= WHAT IS EXPECTED =
Your copy should hold only the lines from the one holding "real quick, the brightly" through the last line of the records below, both included, each exact and with no pictures.

= Referring expression data =
=====
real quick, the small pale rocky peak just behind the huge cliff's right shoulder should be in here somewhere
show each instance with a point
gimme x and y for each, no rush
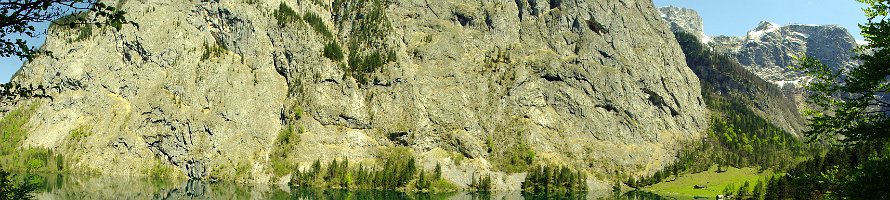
(685, 20)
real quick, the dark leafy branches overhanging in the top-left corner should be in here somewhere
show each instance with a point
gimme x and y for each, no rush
(18, 17)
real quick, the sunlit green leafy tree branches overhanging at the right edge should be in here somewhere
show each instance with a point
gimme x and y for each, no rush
(854, 104)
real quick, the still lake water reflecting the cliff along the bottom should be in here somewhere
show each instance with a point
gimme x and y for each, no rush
(58, 186)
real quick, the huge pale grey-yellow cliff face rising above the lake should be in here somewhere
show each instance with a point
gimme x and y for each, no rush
(207, 86)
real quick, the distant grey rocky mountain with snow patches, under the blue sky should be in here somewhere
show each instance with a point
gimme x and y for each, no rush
(768, 49)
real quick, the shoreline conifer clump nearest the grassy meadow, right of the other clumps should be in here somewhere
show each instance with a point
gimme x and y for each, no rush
(547, 179)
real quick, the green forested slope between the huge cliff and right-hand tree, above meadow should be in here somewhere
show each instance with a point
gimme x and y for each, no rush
(737, 135)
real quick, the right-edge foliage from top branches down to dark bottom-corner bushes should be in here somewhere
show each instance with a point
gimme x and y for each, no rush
(851, 107)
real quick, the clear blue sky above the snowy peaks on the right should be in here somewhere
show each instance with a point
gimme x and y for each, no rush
(736, 17)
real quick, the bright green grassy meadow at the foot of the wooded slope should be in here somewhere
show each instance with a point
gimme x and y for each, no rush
(714, 182)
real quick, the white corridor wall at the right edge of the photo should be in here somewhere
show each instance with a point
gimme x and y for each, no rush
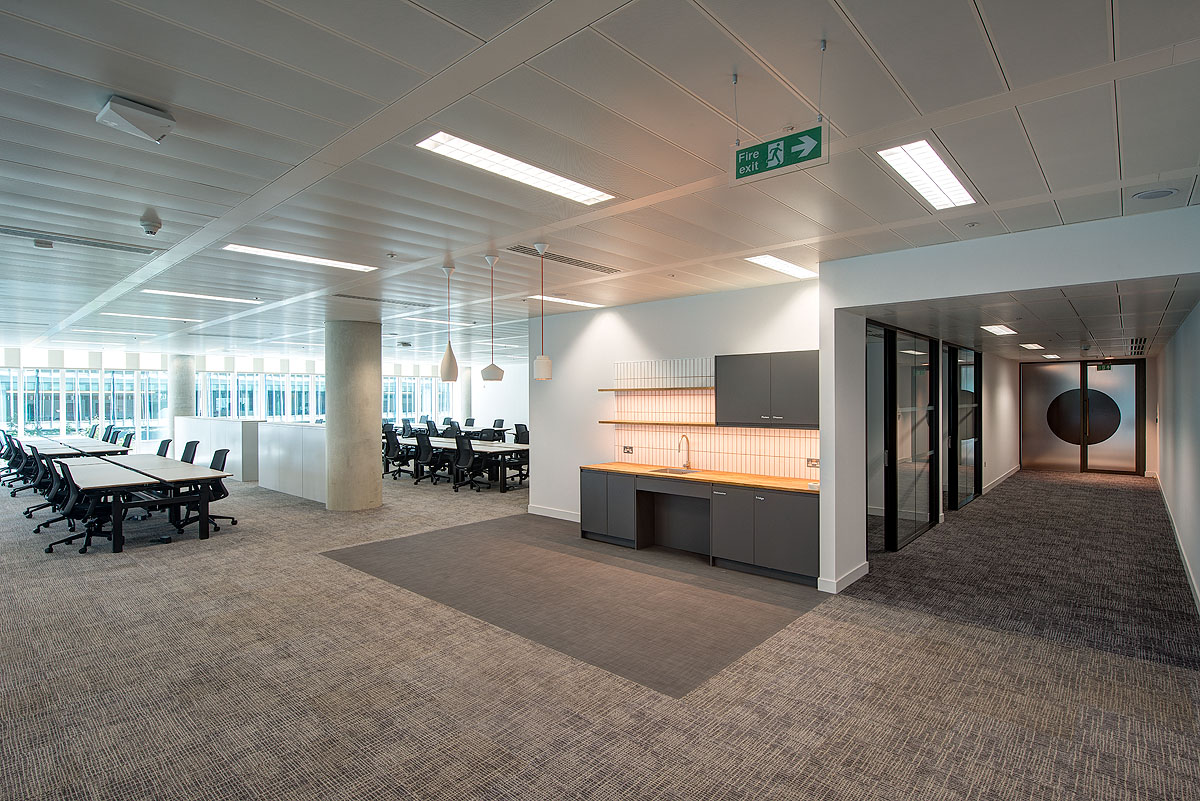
(1179, 441)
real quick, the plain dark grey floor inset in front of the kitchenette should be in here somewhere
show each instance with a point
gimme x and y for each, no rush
(655, 617)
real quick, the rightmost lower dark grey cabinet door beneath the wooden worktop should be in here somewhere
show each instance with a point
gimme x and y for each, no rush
(787, 532)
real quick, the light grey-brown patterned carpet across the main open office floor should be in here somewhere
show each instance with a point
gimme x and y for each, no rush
(254, 667)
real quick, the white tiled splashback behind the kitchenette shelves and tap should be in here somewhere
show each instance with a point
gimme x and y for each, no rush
(764, 451)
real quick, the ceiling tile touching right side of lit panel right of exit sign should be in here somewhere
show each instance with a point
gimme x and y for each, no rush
(995, 154)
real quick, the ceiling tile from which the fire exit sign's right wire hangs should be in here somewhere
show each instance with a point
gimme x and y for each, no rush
(857, 94)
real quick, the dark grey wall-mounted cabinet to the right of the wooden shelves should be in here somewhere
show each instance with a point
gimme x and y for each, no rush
(769, 390)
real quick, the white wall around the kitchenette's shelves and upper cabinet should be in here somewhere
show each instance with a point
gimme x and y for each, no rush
(584, 347)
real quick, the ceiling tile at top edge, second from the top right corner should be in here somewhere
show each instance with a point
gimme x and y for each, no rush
(1069, 37)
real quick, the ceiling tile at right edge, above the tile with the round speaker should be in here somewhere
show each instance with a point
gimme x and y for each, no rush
(1160, 119)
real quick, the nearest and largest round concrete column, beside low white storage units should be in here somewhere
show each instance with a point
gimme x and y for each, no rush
(353, 414)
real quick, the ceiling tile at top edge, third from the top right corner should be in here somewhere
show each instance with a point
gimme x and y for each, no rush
(938, 51)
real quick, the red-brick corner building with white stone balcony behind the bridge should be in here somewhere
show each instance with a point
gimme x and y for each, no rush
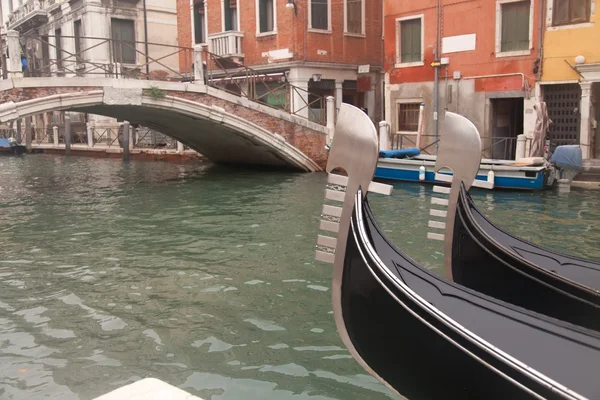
(324, 47)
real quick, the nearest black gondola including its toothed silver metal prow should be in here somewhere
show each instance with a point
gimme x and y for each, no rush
(423, 336)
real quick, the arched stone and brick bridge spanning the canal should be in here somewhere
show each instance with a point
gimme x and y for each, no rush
(223, 127)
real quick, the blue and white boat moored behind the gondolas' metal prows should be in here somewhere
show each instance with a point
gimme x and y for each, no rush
(501, 174)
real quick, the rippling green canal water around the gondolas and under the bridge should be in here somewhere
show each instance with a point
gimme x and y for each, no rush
(201, 276)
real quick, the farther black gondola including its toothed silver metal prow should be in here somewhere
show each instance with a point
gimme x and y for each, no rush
(482, 257)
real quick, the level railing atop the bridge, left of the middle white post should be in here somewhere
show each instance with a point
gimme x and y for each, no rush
(104, 57)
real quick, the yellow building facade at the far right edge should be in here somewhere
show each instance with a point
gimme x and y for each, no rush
(570, 83)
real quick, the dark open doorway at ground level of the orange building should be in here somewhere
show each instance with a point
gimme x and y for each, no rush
(507, 124)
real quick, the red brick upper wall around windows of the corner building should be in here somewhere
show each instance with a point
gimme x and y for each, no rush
(292, 33)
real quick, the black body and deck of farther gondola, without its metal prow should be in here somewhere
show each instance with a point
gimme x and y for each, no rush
(491, 261)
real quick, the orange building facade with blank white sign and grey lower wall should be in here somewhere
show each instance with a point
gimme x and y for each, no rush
(488, 54)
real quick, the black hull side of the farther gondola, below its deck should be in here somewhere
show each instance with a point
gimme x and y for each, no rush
(483, 264)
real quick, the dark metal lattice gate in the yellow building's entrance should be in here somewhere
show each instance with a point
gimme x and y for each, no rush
(563, 109)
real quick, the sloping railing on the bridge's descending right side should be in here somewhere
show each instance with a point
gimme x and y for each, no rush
(276, 92)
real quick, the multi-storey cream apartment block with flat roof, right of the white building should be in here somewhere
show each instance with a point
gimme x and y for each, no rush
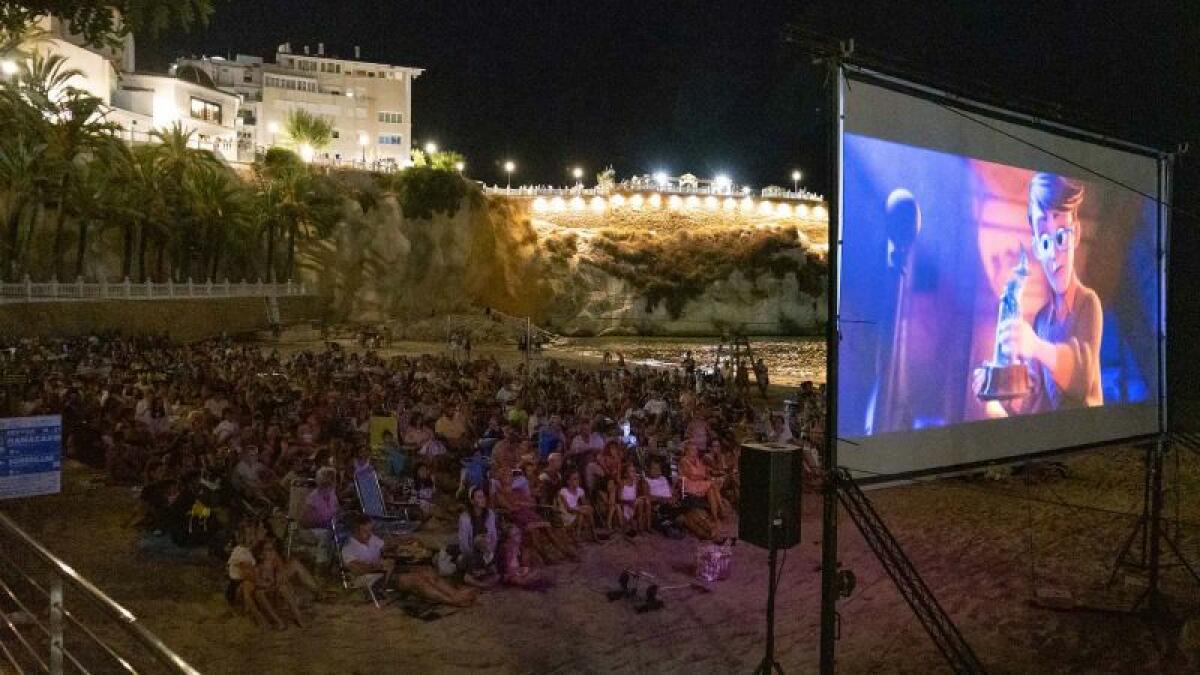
(369, 105)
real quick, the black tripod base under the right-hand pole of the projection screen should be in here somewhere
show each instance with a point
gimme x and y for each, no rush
(1149, 534)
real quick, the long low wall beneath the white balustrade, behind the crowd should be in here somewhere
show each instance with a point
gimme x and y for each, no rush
(184, 320)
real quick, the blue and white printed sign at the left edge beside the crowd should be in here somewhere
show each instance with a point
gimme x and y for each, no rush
(31, 456)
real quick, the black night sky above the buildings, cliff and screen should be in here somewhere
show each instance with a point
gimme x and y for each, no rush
(712, 87)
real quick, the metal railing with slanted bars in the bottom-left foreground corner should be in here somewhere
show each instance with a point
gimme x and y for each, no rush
(53, 620)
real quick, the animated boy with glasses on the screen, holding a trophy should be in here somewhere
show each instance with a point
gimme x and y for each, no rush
(1063, 349)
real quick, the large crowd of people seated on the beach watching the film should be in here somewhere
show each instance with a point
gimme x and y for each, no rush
(531, 462)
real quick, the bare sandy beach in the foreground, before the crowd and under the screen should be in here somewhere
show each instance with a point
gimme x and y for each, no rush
(985, 547)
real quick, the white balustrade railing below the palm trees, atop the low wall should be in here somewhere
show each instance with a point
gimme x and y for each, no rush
(31, 291)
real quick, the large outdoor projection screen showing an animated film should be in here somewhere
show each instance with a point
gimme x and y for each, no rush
(999, 291)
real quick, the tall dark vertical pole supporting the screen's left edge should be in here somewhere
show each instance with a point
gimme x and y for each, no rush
(833, 334)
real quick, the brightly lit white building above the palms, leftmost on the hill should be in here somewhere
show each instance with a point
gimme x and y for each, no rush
(143, 103)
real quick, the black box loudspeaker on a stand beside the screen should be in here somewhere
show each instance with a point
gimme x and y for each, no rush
(771, 491)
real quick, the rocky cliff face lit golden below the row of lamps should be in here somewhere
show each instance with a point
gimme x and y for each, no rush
(651, 272)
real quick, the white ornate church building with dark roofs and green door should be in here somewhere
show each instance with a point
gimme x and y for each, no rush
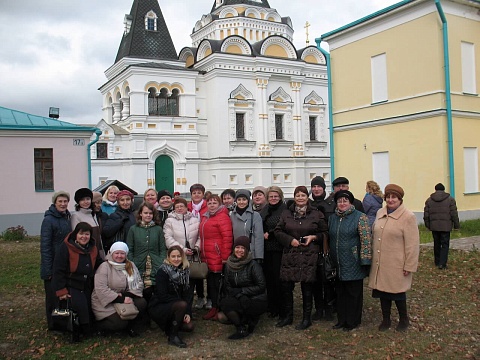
=====
= EXERCISE RESULT =
real quick, the brightly lit white building above the palms, leftmost on the hill should be in here somewhere
show each instance with a point
gimme x and y for each, no rush
(143, 103)
real quick, the black box loudspeaker on a stand beside the screen should be in here somewhere
show each instance with a point
gimme x and y for each, no rush
(771, 491)
real quick, the rocky cliff face lit golden below the row of lamps should be in here somewhere
show each instance with a point
gimme x and y for each, no rush
(651, 272)
real quick, the white ornate church building with dark roofs and green door should be in here somewhere
show each instance with a point
gimme x and y for each, no rush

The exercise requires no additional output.